Si algo —de las muchas cosas— que quedó sosegado en mi
mente sobre el pensamiento del escritor colombiano Gabriel García Márquez, fue
el día que escuché con su gracejo particular, que uno de sus libros —y autores—
favoritos era “Mientras agonizo”, de William Faulkner. No tardé mucho para
darme a la tarea de buscar el texto del escritor estadounidense. Si algo queda
claro de este texto en la mente de cualquier lector, es lo que dice Addie
Bundreu mientras agoniza: Entonces sólo recordaba que mi padre decía, que el
sentido de la vida era prepararse para estar muerto mucho tiempo.
Con base en este intertexto, y ateniéndonos a la
jactancia de García Márquez a Faulkner, en los cuentos y novelas de Gabo—y es
preciso enfatizar que no es un palimpsesto—, lo podemos de pronto discurrir e
imaginar a lo largo de su obra literaria. Aunque la muerte no es precisamente
una de sus obsesiones menos ofuscadas pero sí alucinadas; en el texto “La
tercera resignación” el protagonista piensa: ¡Qué bien se acostumbraría a su
nueva vida de muerto! Entiendo que aquí merodeamos a la nada ofuscada idea de
Faulkner.
Si bien en el texto “El ahogado más hermoso del mundo”:
Esteban Tenía el olor del mar, y sólo la forma permitía suponer que era el
cadáver de un ser humano, porque su piel estaba revestida de una coraza de
rémora y de lodo. No tuvieron que limpiarle la cara para saber que era un
muerto ajeno. Y como en “El mar del tiempo perdido” la esposa del viejo Jacob
predice su muerte; advirtamos con obvia razón, algunos otros mitemas sobre la
muerte y, donde los huesos —como una filiación para sus descendientes— son
necesariamente los elementos analógicos a la defunción.

----------------------------------------

» Ejercicio planteado A: Transcribe del texto sobre García Márquez y Faulkner el fragmento que comienza con las palabras "Si algo —de" y termina con "muerto mucho tiempo.".

» Registros del conjunto de datos:
----------------------------------------

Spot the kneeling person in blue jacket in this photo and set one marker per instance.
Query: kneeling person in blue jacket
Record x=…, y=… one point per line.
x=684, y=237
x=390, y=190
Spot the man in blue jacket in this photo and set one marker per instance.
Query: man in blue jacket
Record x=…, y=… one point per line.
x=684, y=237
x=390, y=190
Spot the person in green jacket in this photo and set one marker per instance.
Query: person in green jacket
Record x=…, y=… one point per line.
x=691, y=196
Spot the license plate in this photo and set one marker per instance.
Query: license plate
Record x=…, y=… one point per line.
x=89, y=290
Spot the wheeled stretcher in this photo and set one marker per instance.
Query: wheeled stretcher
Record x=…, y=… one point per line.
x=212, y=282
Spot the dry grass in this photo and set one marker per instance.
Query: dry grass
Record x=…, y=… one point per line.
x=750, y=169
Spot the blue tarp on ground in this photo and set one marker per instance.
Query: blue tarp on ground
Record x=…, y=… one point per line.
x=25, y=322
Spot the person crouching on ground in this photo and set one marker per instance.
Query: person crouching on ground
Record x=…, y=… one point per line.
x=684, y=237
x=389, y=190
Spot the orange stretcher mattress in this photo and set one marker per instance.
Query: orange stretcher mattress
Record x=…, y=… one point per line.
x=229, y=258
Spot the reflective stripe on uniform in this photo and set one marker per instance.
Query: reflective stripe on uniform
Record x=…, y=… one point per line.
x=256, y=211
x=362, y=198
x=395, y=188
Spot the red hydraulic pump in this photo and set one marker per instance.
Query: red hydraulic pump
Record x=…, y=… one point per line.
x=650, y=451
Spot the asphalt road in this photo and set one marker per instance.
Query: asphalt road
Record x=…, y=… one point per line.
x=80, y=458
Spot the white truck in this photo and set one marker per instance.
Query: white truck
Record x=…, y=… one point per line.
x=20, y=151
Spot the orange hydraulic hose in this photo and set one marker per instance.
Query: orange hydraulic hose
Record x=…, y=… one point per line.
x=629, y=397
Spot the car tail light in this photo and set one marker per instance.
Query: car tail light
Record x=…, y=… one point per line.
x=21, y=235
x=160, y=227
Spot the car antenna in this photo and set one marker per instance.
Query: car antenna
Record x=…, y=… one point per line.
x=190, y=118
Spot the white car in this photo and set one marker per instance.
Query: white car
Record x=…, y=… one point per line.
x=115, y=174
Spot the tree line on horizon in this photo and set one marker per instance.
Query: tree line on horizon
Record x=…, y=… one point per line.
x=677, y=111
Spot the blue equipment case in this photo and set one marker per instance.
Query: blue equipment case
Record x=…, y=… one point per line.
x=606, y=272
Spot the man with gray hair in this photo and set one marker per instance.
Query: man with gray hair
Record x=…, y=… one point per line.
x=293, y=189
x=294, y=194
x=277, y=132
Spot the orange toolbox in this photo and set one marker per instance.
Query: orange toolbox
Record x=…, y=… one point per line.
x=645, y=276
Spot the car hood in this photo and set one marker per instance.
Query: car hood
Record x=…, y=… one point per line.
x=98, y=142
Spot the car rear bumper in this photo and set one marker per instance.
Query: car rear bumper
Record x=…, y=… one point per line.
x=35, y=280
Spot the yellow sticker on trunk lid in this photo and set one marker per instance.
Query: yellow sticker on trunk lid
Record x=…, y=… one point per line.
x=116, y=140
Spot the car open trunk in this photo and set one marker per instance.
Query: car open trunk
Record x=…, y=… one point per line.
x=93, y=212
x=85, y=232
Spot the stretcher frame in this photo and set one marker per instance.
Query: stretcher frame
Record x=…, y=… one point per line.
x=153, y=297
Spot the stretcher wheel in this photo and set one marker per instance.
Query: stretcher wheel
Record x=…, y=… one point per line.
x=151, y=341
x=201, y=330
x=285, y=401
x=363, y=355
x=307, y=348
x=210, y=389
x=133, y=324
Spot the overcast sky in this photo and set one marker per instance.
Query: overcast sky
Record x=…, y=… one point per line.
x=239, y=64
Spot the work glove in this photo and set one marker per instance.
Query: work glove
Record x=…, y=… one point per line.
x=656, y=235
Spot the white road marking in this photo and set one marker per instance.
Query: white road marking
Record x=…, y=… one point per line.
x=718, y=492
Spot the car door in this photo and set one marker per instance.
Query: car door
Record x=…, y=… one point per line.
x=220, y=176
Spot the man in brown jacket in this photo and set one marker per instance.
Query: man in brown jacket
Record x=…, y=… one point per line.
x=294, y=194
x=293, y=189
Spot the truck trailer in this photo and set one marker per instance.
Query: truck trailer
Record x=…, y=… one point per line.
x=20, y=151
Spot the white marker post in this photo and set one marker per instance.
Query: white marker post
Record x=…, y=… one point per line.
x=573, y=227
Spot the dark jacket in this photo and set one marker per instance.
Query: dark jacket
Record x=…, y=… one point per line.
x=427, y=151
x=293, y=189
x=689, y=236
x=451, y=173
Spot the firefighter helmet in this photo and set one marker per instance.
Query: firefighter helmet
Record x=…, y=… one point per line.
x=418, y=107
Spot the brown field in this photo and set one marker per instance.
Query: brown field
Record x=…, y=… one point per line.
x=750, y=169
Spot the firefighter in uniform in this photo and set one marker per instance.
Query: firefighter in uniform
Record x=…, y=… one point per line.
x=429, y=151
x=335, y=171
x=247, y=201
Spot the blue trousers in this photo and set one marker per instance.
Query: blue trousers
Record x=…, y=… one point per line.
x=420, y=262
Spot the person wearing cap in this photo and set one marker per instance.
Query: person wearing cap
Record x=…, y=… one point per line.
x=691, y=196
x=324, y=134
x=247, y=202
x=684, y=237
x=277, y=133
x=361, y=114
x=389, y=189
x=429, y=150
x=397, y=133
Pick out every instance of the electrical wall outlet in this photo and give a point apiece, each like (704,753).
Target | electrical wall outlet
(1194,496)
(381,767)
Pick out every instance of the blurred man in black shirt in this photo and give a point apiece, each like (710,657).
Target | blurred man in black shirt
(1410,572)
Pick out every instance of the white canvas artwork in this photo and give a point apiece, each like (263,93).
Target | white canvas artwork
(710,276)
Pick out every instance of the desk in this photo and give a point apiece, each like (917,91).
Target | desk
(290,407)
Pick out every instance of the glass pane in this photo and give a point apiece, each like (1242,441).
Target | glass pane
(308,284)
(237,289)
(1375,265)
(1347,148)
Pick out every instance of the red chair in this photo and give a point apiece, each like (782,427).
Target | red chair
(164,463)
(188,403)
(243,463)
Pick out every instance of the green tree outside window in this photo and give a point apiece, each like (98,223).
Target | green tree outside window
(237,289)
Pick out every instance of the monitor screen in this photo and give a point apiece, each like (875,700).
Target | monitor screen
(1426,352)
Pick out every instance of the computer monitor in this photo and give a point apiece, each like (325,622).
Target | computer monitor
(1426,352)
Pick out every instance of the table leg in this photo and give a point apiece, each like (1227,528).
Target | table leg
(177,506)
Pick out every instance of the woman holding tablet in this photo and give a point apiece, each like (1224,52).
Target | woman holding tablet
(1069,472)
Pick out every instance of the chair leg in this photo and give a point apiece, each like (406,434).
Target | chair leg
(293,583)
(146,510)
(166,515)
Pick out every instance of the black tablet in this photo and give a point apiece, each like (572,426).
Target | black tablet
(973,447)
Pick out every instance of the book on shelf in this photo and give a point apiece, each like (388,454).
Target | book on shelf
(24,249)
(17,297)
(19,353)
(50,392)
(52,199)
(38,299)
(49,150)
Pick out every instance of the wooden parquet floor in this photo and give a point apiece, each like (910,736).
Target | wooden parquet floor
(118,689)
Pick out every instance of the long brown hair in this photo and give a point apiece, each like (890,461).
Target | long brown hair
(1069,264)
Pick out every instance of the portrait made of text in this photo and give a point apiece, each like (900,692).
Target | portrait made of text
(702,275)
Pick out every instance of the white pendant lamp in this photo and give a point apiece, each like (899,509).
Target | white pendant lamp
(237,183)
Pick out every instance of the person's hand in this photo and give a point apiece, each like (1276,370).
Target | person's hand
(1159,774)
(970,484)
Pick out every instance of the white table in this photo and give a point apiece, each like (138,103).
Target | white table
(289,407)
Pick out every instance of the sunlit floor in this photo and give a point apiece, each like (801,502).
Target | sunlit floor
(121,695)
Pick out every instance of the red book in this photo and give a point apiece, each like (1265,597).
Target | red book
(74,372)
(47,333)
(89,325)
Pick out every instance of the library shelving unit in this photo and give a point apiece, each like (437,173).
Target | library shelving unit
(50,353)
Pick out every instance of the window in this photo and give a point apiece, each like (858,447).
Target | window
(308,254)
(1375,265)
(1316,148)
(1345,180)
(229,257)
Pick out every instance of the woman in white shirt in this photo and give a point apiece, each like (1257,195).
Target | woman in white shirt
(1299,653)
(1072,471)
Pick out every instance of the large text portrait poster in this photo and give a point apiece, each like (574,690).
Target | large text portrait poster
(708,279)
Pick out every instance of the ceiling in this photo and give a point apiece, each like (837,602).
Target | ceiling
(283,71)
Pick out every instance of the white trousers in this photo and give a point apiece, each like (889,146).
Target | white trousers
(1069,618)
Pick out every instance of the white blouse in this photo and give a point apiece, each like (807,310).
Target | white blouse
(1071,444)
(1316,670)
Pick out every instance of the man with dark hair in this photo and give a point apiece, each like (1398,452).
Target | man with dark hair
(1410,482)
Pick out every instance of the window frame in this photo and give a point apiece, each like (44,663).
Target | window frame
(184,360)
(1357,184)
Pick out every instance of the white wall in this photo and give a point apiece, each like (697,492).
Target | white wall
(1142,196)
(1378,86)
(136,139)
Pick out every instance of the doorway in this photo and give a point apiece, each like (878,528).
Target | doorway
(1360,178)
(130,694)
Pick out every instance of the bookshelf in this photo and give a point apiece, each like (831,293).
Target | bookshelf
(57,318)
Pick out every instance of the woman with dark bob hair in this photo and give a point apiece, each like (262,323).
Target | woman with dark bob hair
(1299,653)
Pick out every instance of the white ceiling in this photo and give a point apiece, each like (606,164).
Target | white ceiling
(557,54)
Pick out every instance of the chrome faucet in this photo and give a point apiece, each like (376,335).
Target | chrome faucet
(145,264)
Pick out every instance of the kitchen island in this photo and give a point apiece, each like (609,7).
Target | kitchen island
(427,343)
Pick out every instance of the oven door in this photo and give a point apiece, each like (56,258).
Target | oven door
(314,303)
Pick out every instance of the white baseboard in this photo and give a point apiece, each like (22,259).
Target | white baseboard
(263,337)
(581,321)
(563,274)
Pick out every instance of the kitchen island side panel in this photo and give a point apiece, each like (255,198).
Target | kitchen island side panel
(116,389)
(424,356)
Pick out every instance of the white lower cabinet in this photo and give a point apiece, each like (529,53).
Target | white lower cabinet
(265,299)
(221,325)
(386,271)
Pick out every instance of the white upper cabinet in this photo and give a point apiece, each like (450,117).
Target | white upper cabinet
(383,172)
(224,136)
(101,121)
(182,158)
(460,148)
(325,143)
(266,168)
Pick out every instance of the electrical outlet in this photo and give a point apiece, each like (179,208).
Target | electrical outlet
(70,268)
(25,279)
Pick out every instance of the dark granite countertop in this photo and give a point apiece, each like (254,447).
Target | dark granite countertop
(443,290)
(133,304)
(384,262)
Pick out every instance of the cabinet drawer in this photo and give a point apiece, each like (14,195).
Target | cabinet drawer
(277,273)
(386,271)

----------------------------------------

» Ejercicio planteado B: Extrae de los registros todas las líneas en las que aparezca la palabra "glass".

» Resultado correcto A:
Si algo —de las muchas cosas— que quedó sosegado en mi
mente sobre el pensamiento del escritor colombiano Gabriel García Márquez, fue
el día que escuché con su gracejo particular, que uno de sus libros —y autores—
favoritos era “Mientras agonizo”, de William Faulkner. No tardé mucho para
darme a la tarea de buscar el texto del escritor estadounidense. Si algo queda
claro de este texto en la mente de cualquier lector, es lo que dice Addie
Bundreu mientras agoniza: Entonces sólo recordaba que mi padre decía, que el
sentido de la vida era prepararse para estar muerto mucho tiempo.

» Resultado correcto B:
Pick out every instance of the glass pane in this photo and give a point apiece, each like (1242,441).
Target | glass pane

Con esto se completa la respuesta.